> Data for this exercise
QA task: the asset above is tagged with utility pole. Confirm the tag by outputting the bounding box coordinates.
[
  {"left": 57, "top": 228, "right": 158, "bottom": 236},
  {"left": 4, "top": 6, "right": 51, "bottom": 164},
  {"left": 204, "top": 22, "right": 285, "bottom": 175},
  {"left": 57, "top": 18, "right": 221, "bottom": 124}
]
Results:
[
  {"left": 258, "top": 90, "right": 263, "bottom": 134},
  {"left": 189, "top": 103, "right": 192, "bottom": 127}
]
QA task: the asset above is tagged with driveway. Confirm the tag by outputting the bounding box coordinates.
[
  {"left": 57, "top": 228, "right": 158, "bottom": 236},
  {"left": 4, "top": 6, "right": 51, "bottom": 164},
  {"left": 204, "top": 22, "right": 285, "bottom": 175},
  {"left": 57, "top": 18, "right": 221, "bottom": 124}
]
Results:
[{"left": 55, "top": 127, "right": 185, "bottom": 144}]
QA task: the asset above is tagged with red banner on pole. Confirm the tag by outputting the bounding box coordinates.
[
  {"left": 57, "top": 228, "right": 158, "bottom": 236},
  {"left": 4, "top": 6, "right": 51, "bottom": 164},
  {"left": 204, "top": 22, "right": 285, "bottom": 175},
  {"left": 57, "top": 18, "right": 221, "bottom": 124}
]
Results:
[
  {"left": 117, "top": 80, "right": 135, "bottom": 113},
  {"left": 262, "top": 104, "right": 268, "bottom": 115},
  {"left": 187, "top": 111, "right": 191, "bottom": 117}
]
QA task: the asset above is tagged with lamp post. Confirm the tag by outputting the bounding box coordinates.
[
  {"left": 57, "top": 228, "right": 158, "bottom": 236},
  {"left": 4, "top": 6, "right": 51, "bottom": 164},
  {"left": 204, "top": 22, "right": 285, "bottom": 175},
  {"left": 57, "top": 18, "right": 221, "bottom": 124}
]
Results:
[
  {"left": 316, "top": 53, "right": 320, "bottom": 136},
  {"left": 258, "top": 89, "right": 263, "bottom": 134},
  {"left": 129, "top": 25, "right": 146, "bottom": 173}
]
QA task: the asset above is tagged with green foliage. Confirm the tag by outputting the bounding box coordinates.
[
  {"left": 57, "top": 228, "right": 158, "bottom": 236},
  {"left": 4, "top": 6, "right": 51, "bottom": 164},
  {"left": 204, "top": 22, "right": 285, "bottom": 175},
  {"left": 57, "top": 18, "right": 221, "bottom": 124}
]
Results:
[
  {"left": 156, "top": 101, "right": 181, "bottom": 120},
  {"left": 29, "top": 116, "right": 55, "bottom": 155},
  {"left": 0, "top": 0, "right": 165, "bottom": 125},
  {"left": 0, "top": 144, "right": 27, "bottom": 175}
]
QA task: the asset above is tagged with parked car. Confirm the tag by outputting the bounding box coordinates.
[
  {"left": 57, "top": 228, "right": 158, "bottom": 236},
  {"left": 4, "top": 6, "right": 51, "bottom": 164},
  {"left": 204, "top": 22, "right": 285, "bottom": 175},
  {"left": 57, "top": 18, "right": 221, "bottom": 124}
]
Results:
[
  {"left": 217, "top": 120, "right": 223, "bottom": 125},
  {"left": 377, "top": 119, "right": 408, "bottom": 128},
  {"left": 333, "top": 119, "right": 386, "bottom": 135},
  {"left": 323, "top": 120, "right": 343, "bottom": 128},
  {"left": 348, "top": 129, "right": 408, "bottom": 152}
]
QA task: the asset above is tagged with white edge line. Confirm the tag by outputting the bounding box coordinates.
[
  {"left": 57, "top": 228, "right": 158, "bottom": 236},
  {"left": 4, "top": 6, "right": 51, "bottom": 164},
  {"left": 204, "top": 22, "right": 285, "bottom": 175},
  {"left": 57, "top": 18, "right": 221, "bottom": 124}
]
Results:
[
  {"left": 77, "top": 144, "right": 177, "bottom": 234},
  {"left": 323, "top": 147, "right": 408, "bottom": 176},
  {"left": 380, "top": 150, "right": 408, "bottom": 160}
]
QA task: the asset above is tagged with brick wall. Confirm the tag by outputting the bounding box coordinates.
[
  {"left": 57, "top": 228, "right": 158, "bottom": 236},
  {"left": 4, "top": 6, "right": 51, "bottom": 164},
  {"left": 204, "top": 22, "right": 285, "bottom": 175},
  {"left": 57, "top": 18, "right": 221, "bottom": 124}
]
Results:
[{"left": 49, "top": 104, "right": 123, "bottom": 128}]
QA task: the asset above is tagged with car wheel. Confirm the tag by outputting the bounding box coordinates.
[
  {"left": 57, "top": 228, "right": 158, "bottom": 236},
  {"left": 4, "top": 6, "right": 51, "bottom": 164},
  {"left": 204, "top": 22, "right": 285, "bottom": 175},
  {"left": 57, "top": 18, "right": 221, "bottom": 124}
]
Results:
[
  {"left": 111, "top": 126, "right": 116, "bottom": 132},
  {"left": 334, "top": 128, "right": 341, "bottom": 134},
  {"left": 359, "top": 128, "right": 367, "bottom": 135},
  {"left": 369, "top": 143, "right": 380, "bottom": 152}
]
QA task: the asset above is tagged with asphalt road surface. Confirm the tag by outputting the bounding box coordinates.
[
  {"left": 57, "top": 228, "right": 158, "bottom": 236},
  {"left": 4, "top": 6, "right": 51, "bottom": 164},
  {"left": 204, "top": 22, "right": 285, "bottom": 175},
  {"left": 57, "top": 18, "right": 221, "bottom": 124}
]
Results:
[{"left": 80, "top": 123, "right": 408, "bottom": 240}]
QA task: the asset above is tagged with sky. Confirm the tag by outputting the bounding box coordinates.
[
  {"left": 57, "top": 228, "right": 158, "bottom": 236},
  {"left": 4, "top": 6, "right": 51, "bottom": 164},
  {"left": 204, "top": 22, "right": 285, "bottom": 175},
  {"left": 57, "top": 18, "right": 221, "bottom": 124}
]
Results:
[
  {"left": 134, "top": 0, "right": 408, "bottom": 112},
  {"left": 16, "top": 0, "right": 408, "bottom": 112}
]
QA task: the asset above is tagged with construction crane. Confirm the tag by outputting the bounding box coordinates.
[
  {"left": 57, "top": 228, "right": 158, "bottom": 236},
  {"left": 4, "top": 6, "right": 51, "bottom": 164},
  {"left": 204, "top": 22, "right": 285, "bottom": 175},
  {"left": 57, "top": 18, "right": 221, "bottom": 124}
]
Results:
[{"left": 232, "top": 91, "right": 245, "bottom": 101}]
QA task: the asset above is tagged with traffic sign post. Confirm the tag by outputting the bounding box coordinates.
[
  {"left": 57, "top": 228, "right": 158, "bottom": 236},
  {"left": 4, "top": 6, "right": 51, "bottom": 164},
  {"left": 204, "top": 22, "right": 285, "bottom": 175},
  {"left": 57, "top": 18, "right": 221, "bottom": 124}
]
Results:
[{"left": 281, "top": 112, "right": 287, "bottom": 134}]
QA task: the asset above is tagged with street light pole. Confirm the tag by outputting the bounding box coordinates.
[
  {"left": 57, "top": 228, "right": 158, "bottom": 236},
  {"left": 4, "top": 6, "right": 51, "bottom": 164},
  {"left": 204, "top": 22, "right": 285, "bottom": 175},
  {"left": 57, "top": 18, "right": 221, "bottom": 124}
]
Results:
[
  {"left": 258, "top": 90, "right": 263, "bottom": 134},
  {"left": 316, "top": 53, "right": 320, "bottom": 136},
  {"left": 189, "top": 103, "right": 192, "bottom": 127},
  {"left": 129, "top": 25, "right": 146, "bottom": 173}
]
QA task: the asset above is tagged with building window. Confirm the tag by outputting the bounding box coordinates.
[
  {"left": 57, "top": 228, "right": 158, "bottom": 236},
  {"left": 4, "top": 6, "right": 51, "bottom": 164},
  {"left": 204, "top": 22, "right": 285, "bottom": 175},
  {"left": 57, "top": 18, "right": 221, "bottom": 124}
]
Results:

> Problem details
Counting lines with the word "pole" in the listing, state the resulting number and nothing else.

> Answer to this task
3